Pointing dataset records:
((

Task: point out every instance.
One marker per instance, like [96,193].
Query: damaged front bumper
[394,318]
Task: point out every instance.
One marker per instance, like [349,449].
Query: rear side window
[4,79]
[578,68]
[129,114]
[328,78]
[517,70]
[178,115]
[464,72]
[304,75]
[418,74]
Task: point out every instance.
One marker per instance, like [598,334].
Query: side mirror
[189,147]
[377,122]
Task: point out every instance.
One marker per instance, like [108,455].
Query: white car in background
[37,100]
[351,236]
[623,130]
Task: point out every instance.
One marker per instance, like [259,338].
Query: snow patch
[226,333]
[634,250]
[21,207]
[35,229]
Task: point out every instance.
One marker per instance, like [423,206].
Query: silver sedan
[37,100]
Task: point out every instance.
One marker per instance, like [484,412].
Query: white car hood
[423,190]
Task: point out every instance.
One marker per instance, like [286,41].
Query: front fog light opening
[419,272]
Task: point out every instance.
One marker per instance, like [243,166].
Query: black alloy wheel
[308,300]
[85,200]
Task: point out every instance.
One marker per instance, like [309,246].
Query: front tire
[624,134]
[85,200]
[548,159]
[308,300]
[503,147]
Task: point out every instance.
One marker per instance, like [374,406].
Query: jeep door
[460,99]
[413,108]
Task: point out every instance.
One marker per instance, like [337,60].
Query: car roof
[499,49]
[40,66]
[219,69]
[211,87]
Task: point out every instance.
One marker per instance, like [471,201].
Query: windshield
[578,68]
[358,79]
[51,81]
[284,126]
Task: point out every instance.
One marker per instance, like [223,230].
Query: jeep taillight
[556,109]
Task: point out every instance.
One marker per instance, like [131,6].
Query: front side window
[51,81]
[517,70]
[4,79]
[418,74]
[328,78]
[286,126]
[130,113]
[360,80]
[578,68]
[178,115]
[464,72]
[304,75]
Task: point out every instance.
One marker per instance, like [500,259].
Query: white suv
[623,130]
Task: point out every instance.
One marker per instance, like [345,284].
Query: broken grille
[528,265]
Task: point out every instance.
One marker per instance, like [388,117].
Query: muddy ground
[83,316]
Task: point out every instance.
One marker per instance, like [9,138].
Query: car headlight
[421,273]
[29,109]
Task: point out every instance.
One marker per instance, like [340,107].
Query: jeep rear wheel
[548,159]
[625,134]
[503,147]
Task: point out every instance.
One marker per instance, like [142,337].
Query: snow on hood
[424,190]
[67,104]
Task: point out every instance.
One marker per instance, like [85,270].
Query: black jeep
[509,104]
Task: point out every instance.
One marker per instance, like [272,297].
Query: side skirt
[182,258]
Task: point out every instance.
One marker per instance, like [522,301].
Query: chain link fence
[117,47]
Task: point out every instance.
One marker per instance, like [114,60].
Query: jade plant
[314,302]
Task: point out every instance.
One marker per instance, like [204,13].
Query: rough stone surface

))

■ Work required
Make a verbatim copy of every entry shown above.

■ Problem solution
Task: point out every instance.
One marker per instance, like [96,193].
Query: damaged front bumper
[394,318]
Task: point out every instance.
One marker per instance, like [349,449].
Query: rear side window
[4,79]
[578,68]
[129,114]
[328,78]
[517,70]
[178,115]
[464,72]
[304,75]
[418,74]
Task: point out every instance.
One marker per instance, like [598,334].
Query: side mirror
[189,147]
[377,122]
Task: point out every instance.
One marker per instance, like [108,455].
Query: white car in background
[37,100]
[351,236]
[623,130]
Task: point out every instance.
One marker per instance, like [259,338].
Query: snow patch
[226,333]
[634,250]
[21,207]
[35,229]
Task: point out every instance.
One marker per instance, like [423,206].
Query: silver sedan
[37,100]
Task: point out every instance.
One marker per instance, like [484,412].
Query: white car hood
[423,190]
Task: point out every instance.
One marker per instance, like [286,41].
Query: front fog light opening
[419,272]
Task: point out every instance.
One marker per instance, like [243,166].
Query: black alloy wheel
[308,300]
[85,200]
Task: point out every instance.
One marker per instance, like [309,246].
Query: front tire
[624,134]
[85,200]
[548,159]
[308,300]
[503,147]
Task: point out every instance.
One marker per instance, like [374,406].
Query: jeep door
[460,99]
[413,108]
Task: point out every instance.
One marker per instance, like [337,60].
Query: car roof
[499,49]
[40,66]
[219,69]
[211,87]
Task: point out every instance.
One marker per instance, like [471,201].
Query: windshield
[578,68]
[358,79]
[51,81]
[284,126]
Task: point out every instance.
One marker per instance, like [223,230].
Query: jeep taillight
[556,109]
Task: point out every instance.
One marker per instance, like [131,6].
Query: front side window
[51,81]
[517,70]
[4,79]
[418,74]
[328,78]
[286,126]
[130,113]
[360,80]
[578,68]
[178,115]
[464,72]
[304,75]
Task: point out every instance.
One marker per instance, like [500,259].
Query: white suv
[623,130]
Task: point out every instance.
One marker per instance, like [345,284].
Query: broken grille
[528,265]
Task: point out every instance.
One marker per instance, like [388,117].
Query: muddy ground
[83,316]
Task: point out every instance.
One marker per instance, like [9,138].
Query: car headlight
[421,273]
[29,109]
Task: point out every instance.
One marker per instance, like [340,107].
Query: jeep rear wheel
[548,159]
[625,134]
[503,147]
Task: point out every instance.
One marker per instance, like [142,337].
Query: snow on hood
[424,190]
[67,104]
Task: point out every instance.
One marker per instance, like [85,270].
Query: black jeep
[509,104]
Task: point out every instance.
One marker per instance, like [272,297].
Query: side skirt
[182,258]
Task: point out every instance.
One marker per instance, like [522,301].
Query: chain link fence
[117,47]
Task: point out every instance.
One marker per instance, like [114,60].
Query: jade plant
[314,302]
Task: point out every instance.
One marker per instance, like [204,13].
Query: rough stone surface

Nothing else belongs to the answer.